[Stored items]
________________________________________

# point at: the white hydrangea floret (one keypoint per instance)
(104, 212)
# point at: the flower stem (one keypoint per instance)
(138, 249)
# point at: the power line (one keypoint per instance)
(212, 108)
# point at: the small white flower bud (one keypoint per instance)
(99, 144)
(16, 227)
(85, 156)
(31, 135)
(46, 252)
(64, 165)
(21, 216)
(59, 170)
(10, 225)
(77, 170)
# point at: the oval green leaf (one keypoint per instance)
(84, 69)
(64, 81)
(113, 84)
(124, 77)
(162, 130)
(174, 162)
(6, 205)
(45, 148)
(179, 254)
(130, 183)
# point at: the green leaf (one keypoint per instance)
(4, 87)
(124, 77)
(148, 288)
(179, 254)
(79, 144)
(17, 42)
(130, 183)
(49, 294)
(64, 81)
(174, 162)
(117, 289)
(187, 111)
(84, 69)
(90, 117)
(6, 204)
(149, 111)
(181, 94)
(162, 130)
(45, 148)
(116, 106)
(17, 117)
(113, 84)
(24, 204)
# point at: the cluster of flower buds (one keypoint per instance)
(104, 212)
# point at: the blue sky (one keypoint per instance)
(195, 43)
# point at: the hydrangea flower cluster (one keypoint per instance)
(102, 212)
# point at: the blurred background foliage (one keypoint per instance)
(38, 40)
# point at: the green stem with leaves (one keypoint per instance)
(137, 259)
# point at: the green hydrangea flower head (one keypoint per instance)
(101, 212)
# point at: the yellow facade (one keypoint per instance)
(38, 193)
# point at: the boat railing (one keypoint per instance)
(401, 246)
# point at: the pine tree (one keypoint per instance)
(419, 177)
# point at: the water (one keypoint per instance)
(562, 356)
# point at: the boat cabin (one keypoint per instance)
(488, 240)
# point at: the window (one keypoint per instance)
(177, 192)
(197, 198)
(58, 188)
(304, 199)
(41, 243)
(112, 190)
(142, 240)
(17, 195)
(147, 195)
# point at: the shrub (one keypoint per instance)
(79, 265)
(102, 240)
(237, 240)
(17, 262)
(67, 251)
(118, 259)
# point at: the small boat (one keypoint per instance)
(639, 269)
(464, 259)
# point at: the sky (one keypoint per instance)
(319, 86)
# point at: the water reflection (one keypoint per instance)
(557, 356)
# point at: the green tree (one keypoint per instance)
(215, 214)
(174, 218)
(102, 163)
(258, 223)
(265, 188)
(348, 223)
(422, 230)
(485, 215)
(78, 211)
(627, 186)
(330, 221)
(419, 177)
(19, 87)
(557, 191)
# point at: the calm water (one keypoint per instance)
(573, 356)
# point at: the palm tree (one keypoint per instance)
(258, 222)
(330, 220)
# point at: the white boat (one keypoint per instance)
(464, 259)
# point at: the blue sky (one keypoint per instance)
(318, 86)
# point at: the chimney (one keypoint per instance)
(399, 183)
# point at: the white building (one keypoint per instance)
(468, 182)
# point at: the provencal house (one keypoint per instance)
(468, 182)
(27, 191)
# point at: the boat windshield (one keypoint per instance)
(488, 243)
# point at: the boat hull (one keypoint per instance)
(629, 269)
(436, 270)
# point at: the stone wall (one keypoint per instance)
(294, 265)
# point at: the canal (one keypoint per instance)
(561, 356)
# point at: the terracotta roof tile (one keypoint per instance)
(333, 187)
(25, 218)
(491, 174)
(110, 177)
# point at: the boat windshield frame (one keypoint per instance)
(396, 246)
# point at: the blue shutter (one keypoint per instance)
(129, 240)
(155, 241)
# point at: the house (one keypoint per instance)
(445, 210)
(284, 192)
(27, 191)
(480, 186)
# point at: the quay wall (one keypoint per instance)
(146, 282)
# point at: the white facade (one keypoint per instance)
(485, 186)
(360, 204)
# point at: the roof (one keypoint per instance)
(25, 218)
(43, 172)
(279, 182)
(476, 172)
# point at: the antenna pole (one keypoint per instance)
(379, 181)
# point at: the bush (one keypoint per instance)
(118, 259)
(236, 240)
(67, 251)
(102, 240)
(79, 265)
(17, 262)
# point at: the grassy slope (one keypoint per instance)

________________________________________

» **Task requirements**
Every record above is to be written out exactly.

» **Task solution**
# point at: the white hydrangea floret (one keypoint per instance)
(104, 212)
# point at: the flower stem (one keypoint per instance)
(138, 249)
# point at: the power line (one keypoint per instance)
(212, 108)
# point at: the small white flower bud (one keypoint per instance)
(99, 144)
(16, 227)
(85, 156)
(31, 135)
(46, 252)
(64, 165)
(21, 216)
(59, 170)
(10, 225)
(77, 170)
# point at: the oval green leaf (one keypoint per instance)
(84, 69)
(64, 81)
(113, 84)
(124, 77)
(162, 130)
(174, 162)
(6, 205)
(45, 148)
(179, 254)
(130, 183)
# point at: the green leaf (one keypoint per instance)
(4, 87)
(124, 77)
(148, 288)
(179, 254)
(79, 144)
(17, 42)
(130, 183)
(49, 294)
(64, 81)
(174, 162)
(117, 289)
(187, 111)
(84, 69)
(90, 117)
(6, 204)
(149, 111)
(181, 94)
(162, 130)
(45, 148)
(116, 106)
(17, 117)
(113, 84)
(24, 204)
# point at: the cluster of flower buds (one keypoint per instance)
(104, 212)
# point at: the blue sky (one keypoint per instance)
(195, 43)
# point at: the hydrangea flower cluster (one keypoint per instance)
(102, 212)
# point at: the blurred background foliage (one keypoint per instance)
(38, 40)
# point at: the green stem with leaves (one keypoint per instance)
(137, 259)
# point at: the green hydrangea flower head (one keypoint per instance)
(101, 212)
# point at: the yellow facade (one keypoint per instance)
(38, 193)
# point at: the boat railing (one keypoint per instance)
(401, 246)
# point at: the pine tree (one keypoint per instance)
(419, 177)
# point at: the water (one keypoint per instance)
(562, 356)
# point at: the boat cabin (one keypoint per instance)
(488, 240)
# point at: the window (one keypoint per instance)
(177, 192)
(197, 198)
(58, 188)
(304, 199)
(41, 243)
(112, 190)
(142, 240)
(17, 195)
(147, 195)
# point at: the shrub (one keypoint per instance)
(79, 265)
(102, 240)
(237, 240)
(17, 262)
(67, 251)
(118, 259)
# point at: the small boat (one keypoint per instance)
(639, 269)
(464, 259)
# point at: the sky (one keypoint per instance)
(319, 86)
# point at: the water reflection (one keypoint per instance)
(557, 356)
# point at: the green tree (one keypoint per instance)
(215, 214)
(174, 218)
(102, 163)
(258, 223)
(265, 188)
(348, 223)
(422, 230)
(485, 215)
(78, 211)
(627, 186)
(330, 221)
(419, 177)
(19, 87)
(557, 191)
# point at: the calm water (one keypoint per instance)
(573, 356)
# point at: the palm tree (one keypoint per instance)
(258, 222)
(330, 220)
# point at: the white boat (one keypoint per instance)
(464, 259)
# point at: the blue sky (one keypoint per instance)
(318, 86)
# point at: the chimney (one keypoint per instance)
(399, 183)
# point at: the white building (one keypoint per instance)
(468, 182)
# point at: the provencal house (one keypoint per instance)
(468, 182)
(27, 191)
# point at: the boat windshield (one keypoint per instance)
(488, 243)
# point at: the boat hull (one keypoint per instance)
(629, 269)
(436, 270)
# point at: the stone wall (one keypoint per instance)
(294, 265)
# point at: the canal (one keypoint per instance)
(561, 356)
# point at: the terracotta roof tile (one keypoint per instance)
(333, 187)
(25, 218)
(491, 174)
(110, 177)
# point at: the boat windshield frame (one keypoint per instance)
(396, 246)
# point at: the blue shutter (one keypoint per instance)
(129, 240)
(155, 241)
# point at: the house (one keypoint per instance)
(445, 210)
(284, 192)
(27, 191)
(480, 186)
# point at: the quay wall (one keypoint per instance)
(146, 282)
# point at: the white facade (one keypoint per instance)
(485, 186)
(360, 204)
# point at: the roof (one keypoint per instance)
(25, 218)
(43, 172)
(279, 182)
(476, 172)
# point at: the antenna pole (one keypoint per instance)
(379, 181)
# point at: the bush (one keypoint per instance)
(118, 259)
(236, 240)
(67, 251)
(102, 240)
(79, 265)
(17, 262)
# point at: the grassy slope (one keypoint per instance)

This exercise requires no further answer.